*Listed records*.
★ ★ ★ ★

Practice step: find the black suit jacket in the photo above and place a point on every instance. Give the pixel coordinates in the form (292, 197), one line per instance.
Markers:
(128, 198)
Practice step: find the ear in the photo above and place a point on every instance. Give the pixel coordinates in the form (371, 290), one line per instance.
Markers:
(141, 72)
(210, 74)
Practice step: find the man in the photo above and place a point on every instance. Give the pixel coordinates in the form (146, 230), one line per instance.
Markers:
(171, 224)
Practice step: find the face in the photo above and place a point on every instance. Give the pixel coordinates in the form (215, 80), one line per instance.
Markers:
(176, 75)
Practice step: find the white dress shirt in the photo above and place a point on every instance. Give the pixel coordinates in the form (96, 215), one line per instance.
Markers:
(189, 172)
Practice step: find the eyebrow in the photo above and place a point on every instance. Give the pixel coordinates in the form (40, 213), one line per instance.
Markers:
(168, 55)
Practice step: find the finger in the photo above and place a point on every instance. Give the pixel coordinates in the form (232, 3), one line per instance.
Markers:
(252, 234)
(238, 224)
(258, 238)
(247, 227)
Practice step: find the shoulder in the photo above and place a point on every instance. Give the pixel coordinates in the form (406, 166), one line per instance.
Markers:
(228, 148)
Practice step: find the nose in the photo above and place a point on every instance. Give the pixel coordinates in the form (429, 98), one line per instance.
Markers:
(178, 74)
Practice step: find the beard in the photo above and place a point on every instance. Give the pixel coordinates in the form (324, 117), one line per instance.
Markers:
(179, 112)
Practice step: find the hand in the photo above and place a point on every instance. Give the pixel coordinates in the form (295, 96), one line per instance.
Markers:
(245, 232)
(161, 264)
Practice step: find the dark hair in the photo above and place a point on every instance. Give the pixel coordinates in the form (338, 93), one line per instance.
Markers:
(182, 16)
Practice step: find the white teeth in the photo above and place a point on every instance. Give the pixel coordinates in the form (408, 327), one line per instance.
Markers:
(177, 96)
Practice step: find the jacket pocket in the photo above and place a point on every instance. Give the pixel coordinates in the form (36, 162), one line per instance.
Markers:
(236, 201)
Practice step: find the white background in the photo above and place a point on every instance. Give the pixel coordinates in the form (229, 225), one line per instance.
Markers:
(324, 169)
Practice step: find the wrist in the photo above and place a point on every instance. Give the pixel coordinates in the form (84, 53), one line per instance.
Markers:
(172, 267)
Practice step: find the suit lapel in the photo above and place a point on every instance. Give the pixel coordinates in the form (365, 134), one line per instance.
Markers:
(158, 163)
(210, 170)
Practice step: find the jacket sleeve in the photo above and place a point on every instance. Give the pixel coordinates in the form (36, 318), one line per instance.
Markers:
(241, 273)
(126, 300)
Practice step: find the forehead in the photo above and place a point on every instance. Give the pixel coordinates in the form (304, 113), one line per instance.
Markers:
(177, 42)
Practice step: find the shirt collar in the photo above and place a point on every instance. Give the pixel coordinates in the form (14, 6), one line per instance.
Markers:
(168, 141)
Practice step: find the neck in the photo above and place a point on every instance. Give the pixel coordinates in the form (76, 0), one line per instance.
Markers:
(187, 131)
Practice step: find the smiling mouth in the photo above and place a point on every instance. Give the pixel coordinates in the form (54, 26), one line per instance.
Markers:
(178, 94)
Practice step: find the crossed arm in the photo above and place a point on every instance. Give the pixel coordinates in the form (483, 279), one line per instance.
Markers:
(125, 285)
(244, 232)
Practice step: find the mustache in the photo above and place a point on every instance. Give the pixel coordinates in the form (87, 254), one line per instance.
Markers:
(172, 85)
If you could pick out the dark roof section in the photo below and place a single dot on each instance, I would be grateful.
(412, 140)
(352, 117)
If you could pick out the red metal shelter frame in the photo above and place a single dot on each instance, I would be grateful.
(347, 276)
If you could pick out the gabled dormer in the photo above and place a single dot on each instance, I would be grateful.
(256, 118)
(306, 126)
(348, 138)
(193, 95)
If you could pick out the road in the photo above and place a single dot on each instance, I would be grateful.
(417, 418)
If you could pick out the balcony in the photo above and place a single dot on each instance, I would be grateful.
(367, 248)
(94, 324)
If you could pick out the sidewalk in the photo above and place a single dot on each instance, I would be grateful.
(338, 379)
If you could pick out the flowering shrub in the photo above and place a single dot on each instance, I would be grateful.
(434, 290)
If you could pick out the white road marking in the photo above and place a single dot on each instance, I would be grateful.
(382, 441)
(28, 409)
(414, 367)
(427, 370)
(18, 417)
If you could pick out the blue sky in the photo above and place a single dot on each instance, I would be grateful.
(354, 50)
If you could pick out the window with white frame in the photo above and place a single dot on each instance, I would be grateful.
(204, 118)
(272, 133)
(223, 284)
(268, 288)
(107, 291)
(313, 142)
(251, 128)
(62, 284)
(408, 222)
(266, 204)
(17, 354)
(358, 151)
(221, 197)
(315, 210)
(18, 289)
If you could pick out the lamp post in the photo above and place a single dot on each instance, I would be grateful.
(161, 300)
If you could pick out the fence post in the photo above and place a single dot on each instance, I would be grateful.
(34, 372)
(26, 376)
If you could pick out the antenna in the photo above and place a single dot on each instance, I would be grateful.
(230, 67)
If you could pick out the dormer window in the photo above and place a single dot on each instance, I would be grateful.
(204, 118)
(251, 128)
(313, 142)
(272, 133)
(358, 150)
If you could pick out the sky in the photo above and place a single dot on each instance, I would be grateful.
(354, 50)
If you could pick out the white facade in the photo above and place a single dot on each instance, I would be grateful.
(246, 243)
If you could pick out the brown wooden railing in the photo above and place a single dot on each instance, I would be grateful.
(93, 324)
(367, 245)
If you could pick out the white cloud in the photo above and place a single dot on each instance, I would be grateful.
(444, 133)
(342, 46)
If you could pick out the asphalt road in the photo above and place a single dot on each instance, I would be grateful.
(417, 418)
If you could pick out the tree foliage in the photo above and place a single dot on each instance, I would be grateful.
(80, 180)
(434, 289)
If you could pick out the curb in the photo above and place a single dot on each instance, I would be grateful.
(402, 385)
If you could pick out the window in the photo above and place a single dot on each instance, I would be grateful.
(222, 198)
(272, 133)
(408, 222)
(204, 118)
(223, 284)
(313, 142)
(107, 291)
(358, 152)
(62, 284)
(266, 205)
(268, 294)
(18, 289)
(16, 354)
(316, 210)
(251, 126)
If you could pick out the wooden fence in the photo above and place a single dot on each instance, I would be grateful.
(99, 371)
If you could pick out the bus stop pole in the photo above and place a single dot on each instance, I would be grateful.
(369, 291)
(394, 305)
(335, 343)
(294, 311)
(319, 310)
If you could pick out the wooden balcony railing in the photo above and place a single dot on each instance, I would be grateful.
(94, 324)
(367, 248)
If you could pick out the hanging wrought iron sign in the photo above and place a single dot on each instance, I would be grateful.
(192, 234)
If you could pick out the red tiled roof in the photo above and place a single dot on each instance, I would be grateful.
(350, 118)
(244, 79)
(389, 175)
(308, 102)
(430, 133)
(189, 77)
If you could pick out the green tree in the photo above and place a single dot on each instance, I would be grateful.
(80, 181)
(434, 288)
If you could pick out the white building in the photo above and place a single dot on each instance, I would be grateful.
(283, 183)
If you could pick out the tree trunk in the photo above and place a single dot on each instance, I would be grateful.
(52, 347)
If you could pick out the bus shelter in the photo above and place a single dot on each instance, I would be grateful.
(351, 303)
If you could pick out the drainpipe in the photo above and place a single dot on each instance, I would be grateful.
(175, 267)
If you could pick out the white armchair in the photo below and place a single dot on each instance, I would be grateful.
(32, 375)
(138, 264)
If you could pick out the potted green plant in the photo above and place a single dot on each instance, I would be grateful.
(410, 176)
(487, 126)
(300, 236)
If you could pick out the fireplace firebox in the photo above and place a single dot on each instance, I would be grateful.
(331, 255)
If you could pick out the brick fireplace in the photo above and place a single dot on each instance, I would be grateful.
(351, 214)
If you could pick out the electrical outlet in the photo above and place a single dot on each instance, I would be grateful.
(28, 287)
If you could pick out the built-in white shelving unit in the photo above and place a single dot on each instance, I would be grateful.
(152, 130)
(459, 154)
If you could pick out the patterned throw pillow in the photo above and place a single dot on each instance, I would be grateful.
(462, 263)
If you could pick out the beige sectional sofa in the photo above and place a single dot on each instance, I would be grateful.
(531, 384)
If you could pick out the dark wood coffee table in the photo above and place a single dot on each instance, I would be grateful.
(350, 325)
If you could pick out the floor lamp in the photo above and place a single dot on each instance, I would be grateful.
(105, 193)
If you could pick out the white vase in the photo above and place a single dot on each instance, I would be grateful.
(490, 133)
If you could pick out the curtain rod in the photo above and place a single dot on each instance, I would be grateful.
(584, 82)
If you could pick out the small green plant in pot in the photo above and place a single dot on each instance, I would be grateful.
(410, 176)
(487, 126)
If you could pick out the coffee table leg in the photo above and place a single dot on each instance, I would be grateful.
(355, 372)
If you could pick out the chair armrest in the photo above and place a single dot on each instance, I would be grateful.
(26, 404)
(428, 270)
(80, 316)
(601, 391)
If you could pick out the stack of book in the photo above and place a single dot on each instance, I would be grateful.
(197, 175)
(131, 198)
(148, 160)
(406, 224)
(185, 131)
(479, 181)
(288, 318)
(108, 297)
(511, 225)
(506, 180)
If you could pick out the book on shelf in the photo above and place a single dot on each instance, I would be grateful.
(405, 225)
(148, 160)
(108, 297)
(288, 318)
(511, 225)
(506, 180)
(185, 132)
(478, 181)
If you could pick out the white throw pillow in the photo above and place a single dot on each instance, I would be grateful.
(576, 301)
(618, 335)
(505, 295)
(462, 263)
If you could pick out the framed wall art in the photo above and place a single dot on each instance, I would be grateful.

★ ★ ★ ★

*What to produce*.
Everything from the first line of the records above through the line containing "Practice step: find the eyebrow" should be restated word for word; leave out all other lines.

*Task output*.
Practice step: find the black suit jacket in the photo above and place a point on every instance. Give the pixel coordinates in the form (292, 197), one line per instance.
Markers:
(128, 198)
Practice step: find the ear in the photo above and place a point on every instance. Give the pixel coordinates in the form (371, 290), one line per instance.
Markers:
(141, 72)
(210, 74)
Practice step: find the man in the photo above and place a point on every instance. Give the pixel coordinates in the form (146, 230), one line per instance.
Markers:
(171, 224)
Practice step: find the face in the photo above and place a point on every instance. Give the pixel coordinates in the form (215, 80), one line per instance.
Markers:
(176, 75)
Practice step: find the white dress shirt in the photo above and place a point on every instance. Give the pixel coordinates in the form (96, 215), one line per instance.
Markers:
(189, 172)
Practice step: find the eyebrow in the photo above and place a point on every instance. Give the pixel coordinates in the form (40, 213), one line per instance.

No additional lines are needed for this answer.